**本文抜粋**

· · ·

近年、日本国内における外国人労働者の増加に伴い、不法滞在者の存在および偽造在留カードの流通が深刻な社会的課題として浮上している。両者は密接に関連しており、制度的な脆弱性と実務上のリスクを内包している。不法滞在の背景には、難民申請の不認定、技能実習制度からの失踪、在留資格の更新漏れなど、様々な事情が存在するが、いずれも法的には許容されない。2025年1月1日時点において、日本国内の不法滞在者数は74,863人と公表されており、前年から約5.4%減少したものの、依然として7万人台を維持している。
ピーク時である1993年には約30万人に達していたが、制度整備の進展により大幅に減少した。現在の不法滞在者の約61%は「短期滞在」からのオーバーステイによるものであり、退去強制処分が確定しているにもかかわらず滞在を続けている外国人は3,122人に上る。

· · ·

**提供資料**
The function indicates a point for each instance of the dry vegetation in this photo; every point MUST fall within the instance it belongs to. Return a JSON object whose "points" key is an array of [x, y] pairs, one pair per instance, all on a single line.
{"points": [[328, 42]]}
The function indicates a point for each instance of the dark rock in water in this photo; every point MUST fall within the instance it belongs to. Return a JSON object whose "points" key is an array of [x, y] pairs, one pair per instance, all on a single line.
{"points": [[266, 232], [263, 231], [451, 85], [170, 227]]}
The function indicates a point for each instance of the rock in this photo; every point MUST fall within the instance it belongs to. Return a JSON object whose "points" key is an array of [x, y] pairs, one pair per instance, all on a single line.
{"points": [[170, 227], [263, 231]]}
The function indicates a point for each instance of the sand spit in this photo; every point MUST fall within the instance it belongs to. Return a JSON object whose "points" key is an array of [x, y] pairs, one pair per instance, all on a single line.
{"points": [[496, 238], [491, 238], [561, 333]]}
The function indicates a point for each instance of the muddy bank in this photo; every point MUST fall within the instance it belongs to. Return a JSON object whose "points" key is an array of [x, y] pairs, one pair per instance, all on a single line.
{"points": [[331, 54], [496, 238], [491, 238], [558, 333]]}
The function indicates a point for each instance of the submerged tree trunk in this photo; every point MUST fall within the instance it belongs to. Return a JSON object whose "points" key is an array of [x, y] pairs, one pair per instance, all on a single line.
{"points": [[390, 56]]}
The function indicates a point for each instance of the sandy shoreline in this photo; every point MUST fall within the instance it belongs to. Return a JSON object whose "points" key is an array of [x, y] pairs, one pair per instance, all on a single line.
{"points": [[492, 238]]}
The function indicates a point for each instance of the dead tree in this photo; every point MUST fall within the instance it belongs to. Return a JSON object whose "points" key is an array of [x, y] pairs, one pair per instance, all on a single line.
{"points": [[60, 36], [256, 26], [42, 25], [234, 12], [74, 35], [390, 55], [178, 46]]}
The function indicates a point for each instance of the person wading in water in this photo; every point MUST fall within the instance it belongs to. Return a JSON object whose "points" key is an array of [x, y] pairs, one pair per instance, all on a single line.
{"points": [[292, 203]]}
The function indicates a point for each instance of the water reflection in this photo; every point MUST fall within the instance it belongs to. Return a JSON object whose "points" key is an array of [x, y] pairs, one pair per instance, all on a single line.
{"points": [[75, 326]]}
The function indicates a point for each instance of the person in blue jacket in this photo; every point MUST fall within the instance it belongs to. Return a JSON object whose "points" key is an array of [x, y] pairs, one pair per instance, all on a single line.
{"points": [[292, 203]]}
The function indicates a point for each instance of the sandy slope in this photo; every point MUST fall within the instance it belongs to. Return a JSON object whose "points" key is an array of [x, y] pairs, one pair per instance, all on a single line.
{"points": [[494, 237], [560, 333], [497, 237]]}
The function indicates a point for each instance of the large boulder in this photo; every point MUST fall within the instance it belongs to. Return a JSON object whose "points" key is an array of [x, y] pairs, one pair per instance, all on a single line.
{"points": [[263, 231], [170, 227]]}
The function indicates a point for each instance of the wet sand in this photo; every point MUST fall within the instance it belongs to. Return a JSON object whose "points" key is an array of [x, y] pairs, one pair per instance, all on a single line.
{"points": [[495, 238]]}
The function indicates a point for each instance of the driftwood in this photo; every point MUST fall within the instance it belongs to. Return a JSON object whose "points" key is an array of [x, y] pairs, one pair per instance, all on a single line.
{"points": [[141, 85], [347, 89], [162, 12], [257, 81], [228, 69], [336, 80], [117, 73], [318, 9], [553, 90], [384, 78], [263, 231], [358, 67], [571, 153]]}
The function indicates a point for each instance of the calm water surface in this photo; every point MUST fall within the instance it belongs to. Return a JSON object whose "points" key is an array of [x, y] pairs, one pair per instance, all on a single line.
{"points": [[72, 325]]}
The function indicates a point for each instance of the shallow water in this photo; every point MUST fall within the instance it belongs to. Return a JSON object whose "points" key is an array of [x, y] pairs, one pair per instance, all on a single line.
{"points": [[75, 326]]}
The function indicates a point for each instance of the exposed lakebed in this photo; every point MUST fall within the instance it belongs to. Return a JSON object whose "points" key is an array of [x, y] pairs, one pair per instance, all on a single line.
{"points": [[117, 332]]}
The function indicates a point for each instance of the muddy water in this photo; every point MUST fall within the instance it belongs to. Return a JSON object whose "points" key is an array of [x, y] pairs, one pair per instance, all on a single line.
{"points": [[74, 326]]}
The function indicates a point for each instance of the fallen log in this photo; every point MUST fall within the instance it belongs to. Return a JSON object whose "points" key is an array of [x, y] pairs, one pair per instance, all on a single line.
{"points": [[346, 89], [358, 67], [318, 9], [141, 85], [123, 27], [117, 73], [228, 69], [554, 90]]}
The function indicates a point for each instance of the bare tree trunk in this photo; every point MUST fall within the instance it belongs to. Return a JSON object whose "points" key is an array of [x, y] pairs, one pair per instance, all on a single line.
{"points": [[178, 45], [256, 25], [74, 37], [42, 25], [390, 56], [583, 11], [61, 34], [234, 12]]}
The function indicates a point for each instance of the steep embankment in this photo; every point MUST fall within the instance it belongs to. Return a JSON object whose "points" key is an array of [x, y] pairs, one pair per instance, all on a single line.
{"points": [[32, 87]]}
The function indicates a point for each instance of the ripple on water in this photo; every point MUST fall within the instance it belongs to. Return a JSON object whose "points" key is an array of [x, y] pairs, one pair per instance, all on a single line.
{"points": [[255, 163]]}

· · ·

**課題**
不法滞在に関する本文抜粋の「近年、日本国内における外国人」から「外国人は3,122人に上る。」までを、「不法滞在者」を「非正規滞在者」に置き換えて書き直してください。

**解答**
近年、日本国内における外国人労働者の増加に伴い、非正規滞在者の存在および偽造在留カードの流通が深刻な社会的課題として浮上している。両者は密接に関連しており、制度的な脆弱性と実務上のリスクを内包している。不法滞在の背景には、難民申請の不認定、技能実習制度からの失踪、在留資格の更新漏れなど、様々な事情が存在するが、いずれも法的には許容されない。2025年1月1日時点において、日本国内の非正規滞在者数は74,863人と公表されており、前年から約5.4%減少したものの、依然として7万人台を維持している。
ピーク時である1993年には約30万人に達していたが、制度整備の進展により大幅に減少した。現在の非正規滞在者の約61%は「短期滞在」からのオーバーステイによるものであり、退去強制処分が確定しているにもかかわらず滞在を続けている外国人は3,122人に上る。